■ **Aim**
Write the data out again exactly, dropping any images it holds.

■ **Part of a data file**
--- Start ---

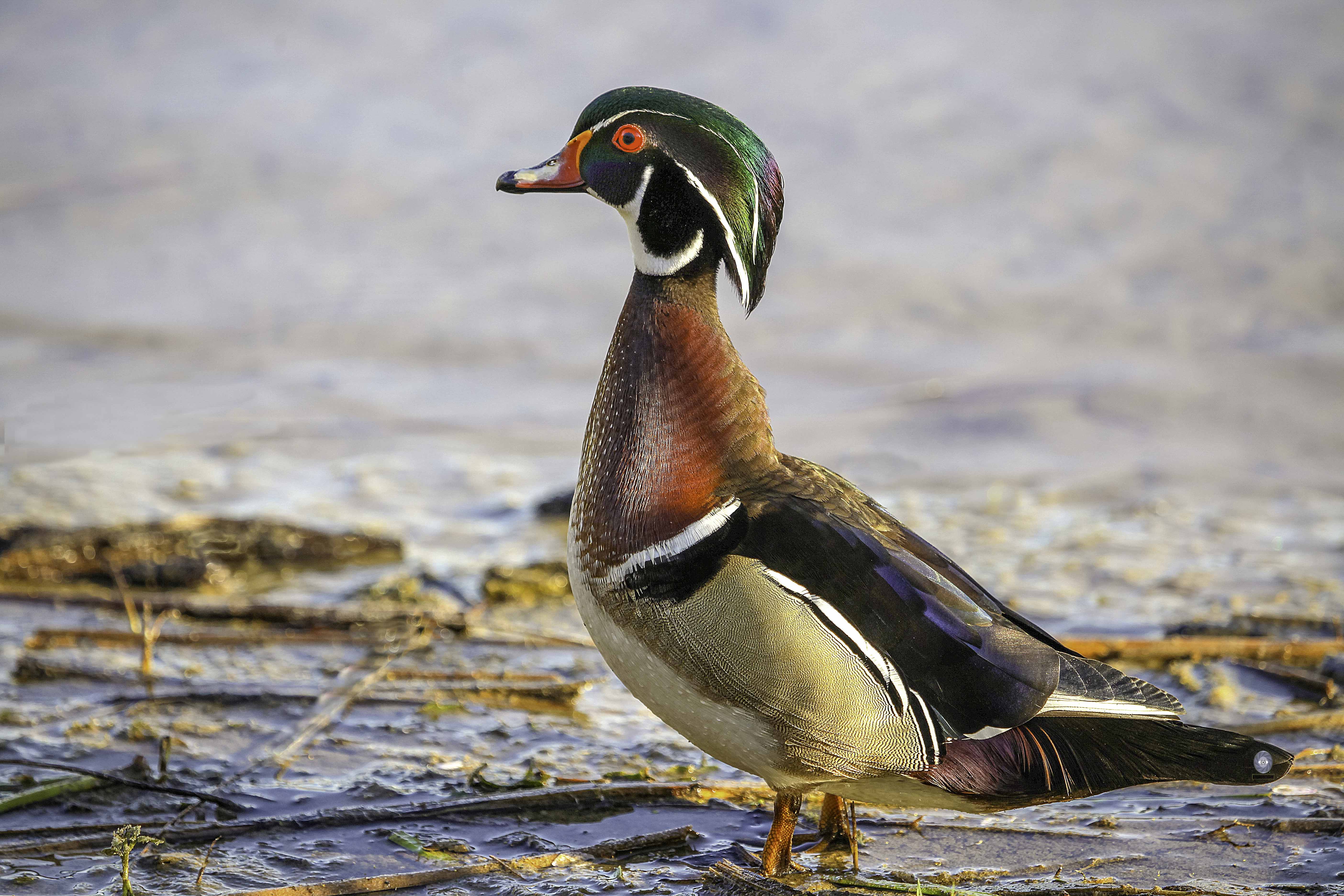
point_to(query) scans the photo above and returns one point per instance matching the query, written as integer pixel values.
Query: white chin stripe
(1070, 706)
(729, 238)
(687, 538)
(647, 263)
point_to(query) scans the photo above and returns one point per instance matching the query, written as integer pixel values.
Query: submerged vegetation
(369, 730)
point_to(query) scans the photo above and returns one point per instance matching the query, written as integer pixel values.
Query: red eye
(628, 139)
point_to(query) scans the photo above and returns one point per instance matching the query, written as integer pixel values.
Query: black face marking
(672, 212)
(678, 577)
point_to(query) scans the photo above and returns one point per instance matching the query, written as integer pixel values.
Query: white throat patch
(646, 261)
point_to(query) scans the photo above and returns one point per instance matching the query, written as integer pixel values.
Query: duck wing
(978, 666)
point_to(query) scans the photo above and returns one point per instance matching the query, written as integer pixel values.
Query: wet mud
(304, 723)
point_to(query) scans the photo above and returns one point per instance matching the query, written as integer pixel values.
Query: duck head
(694, 185)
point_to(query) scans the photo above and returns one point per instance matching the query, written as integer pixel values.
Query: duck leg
(831, 827)
(779, 844)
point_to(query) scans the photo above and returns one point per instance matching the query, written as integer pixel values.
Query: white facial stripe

--- End ---

■ **The answer**
point_to(query) scans the photo above and returns one point per instance matching the query, written as integer pixel values.
Query: white chin stripe
(1070, 706)
(729, 238)
(687, 538)
(647, 263)
point_to(query) scans the photo above and returns one point per instance matching the query, written as integer pixel values.
Query: submerged vegetation
(369, 730)
point_to(query) scans the photo above and returns one point per instance matching the query, written as integer pixel values.
Query: red eye
(628, 139)
point_to(query) scans the photo above and returns one point per instance matching the query, written as integer pixel values.
Query: black face marking
(672, 212)
(678, 577)
point_to(query) scans the photo above and returns one point per instance matching the query, written as integer pixel values.
Query: white throat patch
(646, 261)
point_to(query) scans the photo above and returns one point per instance matching the query, written as integer pixel values.
Query: duck wing
(978, 666)
point_to(query) scans the photo above and returns one point per instance matching the query, written as integer pixel values.
Query: wet mud
(304, 723)
point_to(query) scans the photo above and returns one point per instance matching the query, written as integer pixel values.
Query: duck head
(694, 185)
point_to(query) scans the photo above and returns one point per instance matching the query, written as integer pixel values.
Query: duck leg
(831, 827)
(779, 844)
point_to(query) scans the photo above and returns one point per instance matching the query, written as integer pixel values.
Query: white facial stripe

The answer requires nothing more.